## EXTRACT TO READ:
⁂
Thursday, 28 April 2011

David Hepher at Kings Place

David Hepher, La Francaise, 1985

Eric Ravilious, Vicarage, 1935
The view today
Artists leave a legacy beyond the inventory of their work and the story of their lives. The influence of artists who have been dead a half-century or more can still be seen in the work of living painters and sculptors - and not just in the work. As David Hepher explained in Saffron Walden the other day: in his case it was probably the fact that he knew Eric Ravilious that made him become a painter at all.

Since Ravilious died almost seventy years ago there aren't too many people left who knew him. David was asked to share a few thoughts and memories at the launch of the show 'Ravilious in Essex', which is currently running at the Fry Art Gallery, and he began by admitting that his memories were few; he was only a child when Ravilious died.
The Old Vicarage (note Wellingtonia)

They knew one another because Guy Hepher was vicar of St Nicholas church in Castle Hedingham when the Ravilious family lived in the village. They had one of those rare family friendships where each member is friends with their opposite number - Eric with Guy, Tirzah with Evelyn, and David with John, who was his age - and during the very cold winters of the late 1930s Eric and family took refuge at the vicarage - where David remembered them all sweeping snow off the roof of the enormous house (today, the 'Old Vicarage').
St Nicholas, Castle Hedingham

Guy Hepher's Plan of St Nicholas, 1937
David's father was evidently both cultured and curious. The vicar explored his church and its records, and one winter's day Ravilious found him at work - as the artist wrote in a letter at the time - 'drawing out a plan of the church in seven colours – for each period – and cheered him on and offered him stick ink to pull it all together.’ The plan is there today, on the wall of St Nicholas, behind the main door as you go in.
⁂
## WRITTEN PROBLEM 1:
Answer these questions from the post on David Hepher and Eric Ravilious:
(a) At which gallery is the show 'Ravilious in Essex' running?
(b) Who was vicar of St Nicholas church in Castle Hedingham?
(c) How many colors did the vicar use for his plan of the church?
## WRITTEN PROBLEM 2:
Write the next part of the post about David Hepher and Eric Ravilious, following on from its final sentence.

## INFORMATION PROVIDED:
⁂
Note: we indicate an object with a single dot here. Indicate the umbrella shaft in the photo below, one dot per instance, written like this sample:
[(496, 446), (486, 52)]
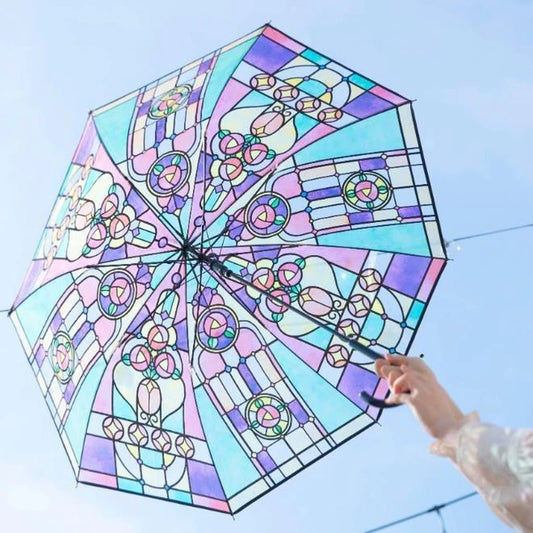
⁂
## FINAL ANSWER 1:
(a) The Fry Art Gallery
(b) Guy Hepher
(c) Seven

## FINAL ANSWER 2:
David Hepher, Study for the Wandsworth Road Estate III, 2007
That plan was made in 1937. Over seventy years later David Hepher is a respected artist and teacher of artists, best known for his paintings of tower blocks and other architecturally-inspired urban scenes. His work is detailed, atmospheric and idiosyncratic, the canvases covered in graffiti like the walls of the buildings he represents. But he has for many years, on holidays spent in France, also been painting pastoral landscapes, and these are about to be shown for the first time alongside his urban pictures at the Kings Place gallery in Kings Cross. Entitled 'A Song of the Earth and the Cry of Concrete', the show opens on 6 May. Meanwhile, an hour or so up the M11, Ravilious's paintings of David's childhood home are hanging on the walls of the Fry Art Gallery. Together these two exhibitions tell a fascinating story of tradition, influence and change. FFI: Kings Place Gallery
Fry Art Gallery

3 comments:

Anonymous said...

Hi James - hope you enjoyed The London Snorkelling team!

Just wanted to say how interesting I found this as I love David Hepher's work. Many years ago I worked at Flowers East where I fell in love with his views of south London estates, particularly parts of Stockwell I seem to remember.

James Russell said...

Hi Charlotte - good to hear from you. I thoroughly enjoyed the Snorkellers, and I'm glad we ran into you too... I went to see David's show at Kings Place (5 mins from Kings Cross) the other day and his work is extraordinary... Funny to think he was raised in a picture postcard Essex village

Anonymous said...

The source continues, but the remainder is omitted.